--- Trecho para leitura ---

+++

Após 63 anos da publicação de Tristes Trópicos, lançado inicialmente na França, em 1955, o livro apresenta dados observados por Lévi-Strauss na década de 1930, quando ainda era professor da Universidade de São Paulo. Neste mérito, tratamos então de testemunhos quase que centenários, dos quais, certamente, muita coisa alterou ou se extinguiu. Dentre tais alterações, uma das que possuem uma das maiores representatividades é a do impacto ambiental decorrido dos processos de desmatamento, extrativismo predatório e urbanização. Coisa certamente muito diferente daquilo presenciado por Lévi-Strauss no Brasil de 1930.
A agenda sobre o meio ambiente mundial e brasileiro é pauta recorrente na mídia e, principalmente, no Congresso Nacional. Recentemente, uma expressiva parcela dos parlamentares estavam em batalha para a flexibilização do licenciamento ambiental, de modo a facilitar a criação de empreendimentos mas, sem sombra de dúvidas, fragilizar sobremaneira a proteção da natureza e seus biomas.

+++

--- Problemas e tarefas ---
(1) Resuma em duas frases o trecho sobre Tristes Trópicos e o meio ambiente.
(2) Responda às perguntas a seguir com base no trecho sobre Tristes Trópicos e o meio ambiente.
(a) Em que país e em que ano Tristes Trópicos foi lançado inicialmente?
(b) De qual universidade Lévi-Strauss era professor na década de 1930?
(c) Pelo que uma expressiva parcela dos parlamentares batalhava recentemente?
(3) Prossiga o texto sobre Tristes Trópicos e o meio ambiente a partir da última frase apresentada.

--- Amostra dos registros ---

+++

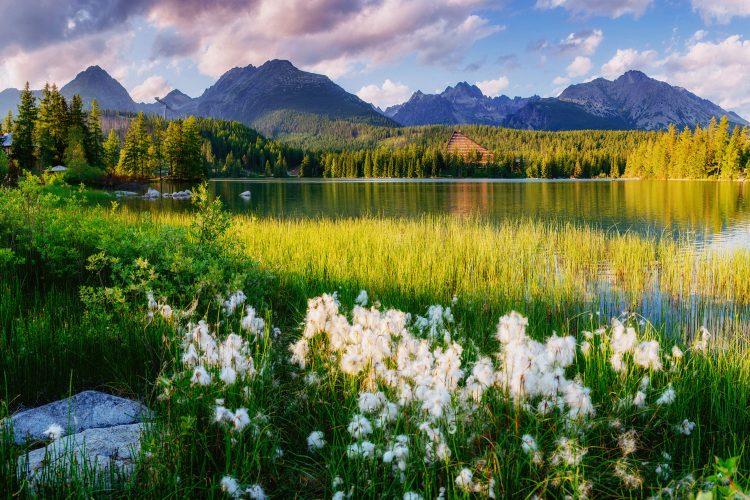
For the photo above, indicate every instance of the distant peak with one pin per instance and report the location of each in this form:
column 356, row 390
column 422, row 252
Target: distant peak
column 634, row 75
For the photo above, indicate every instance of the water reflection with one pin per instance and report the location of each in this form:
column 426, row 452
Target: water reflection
column 711, row 212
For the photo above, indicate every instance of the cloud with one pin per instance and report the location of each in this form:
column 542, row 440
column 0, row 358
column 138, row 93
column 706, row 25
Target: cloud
column 604, row 8
column 719, row 71
column 627, row 59
column 50, row 64
column 492, row 88
column 153, row 86
column 387, row 94
column 332, row 35
column 579, row 67
column 583, row 42
column 579, row 43
column 721, row 11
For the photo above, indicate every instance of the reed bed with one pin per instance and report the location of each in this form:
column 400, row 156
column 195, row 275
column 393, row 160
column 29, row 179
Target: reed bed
column 111, row 298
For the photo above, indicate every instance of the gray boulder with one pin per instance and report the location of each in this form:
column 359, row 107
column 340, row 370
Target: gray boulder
column 85, row 410
column 102, row 452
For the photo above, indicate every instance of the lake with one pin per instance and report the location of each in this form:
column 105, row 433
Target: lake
column 715, row 213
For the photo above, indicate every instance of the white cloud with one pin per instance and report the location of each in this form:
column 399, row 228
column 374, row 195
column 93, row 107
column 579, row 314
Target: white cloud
column 579, row 67
column 55, row 65
column 153, row 86
column 718, row 71
column 387, row 94
column 492, row 88
column 582, row 42
column 721, row 11
column 627, row 59
column 605, row 8
column 335, row 36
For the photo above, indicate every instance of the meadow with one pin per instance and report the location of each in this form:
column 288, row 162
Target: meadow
column 624, row 373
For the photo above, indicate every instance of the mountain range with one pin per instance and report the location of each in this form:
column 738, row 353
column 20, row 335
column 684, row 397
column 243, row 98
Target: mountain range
column 276, row 94
column 632, row 101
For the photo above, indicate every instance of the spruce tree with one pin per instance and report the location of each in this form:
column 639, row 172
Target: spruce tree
column 23, row 130
column 191, row 149
column 94, row 136
column 111, row 152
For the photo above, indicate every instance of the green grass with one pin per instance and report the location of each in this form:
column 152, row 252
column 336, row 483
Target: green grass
column 73, row 316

+++

--- Resultados finais ---
(1) Lançado na França em 1955, Tristes Trópicos apresenta dados que Lévi-Strauss observou na década de 1930, quando era professor da Universidade de São Paulo, e desde então muita coisa mudou, sobretudo com o impacto ambiental do desmatamento, do extrativismo predatório e da urbanização. O meio ambiente é pauta recorrente na mídia e no Congresso Nacional, onde uma expressiva parcela dos parlamentares batalhou recentemente pela flexibilização do licenciamento ambiental, o que facilitaria a criação de empreendimentos, mas fragilizaria a proteção da natureza e de seus biomas.

(2)
(a) Na França, em 1955.
(b) Da Universidade de São Paulo.
(c) Pela flexibilização do licenciamento ambiental.

(3)
A periclitante proposta parlamentar, para não definir como disparatada, ganha ainda mais uma pejorativa tônica se interpretarmos os mais recentes dados publicados na revista Nature (revista científica britânica que possui respeitabilidade em todo o mundo, publicada desde 1869), que tratou sobre “O futuro dos ecossistemas tropicais diversos” (“The future of hyperdiverse tropical ecosystems”). Na ocasião, a revista apresentou dados impressionantes sobre os ecossistemas tropicais e seu impacto na biodiversidade mundial.
Apesar de que os ecossistemas tropicais cobrirem 40% de todo o globo terrestre, eles são responsáveis por mais de 75% de todas as espécies de animais e plantas do planeta. Segundo dados da Empresa Brasileira de Pesquisa Agropecuária (Embrapa), em números, isso significa que nos trópicos são encontrados: 75% das plantas, 79% das formigas, 83% dos anfíbios, 77% dos mamíferos terrestres, 66% dos peixes de água salgada, 81% dos peixes de água doce e 91% das aves de todo o planeta. Cremos que, para o ledor consciencioso, não precisamos delongar sobre a imprescindibilidade dos trópicos no meio ambiente global e como a alteração destes ecossistemas podem afetar milhões de pessoas ao redor do mundo.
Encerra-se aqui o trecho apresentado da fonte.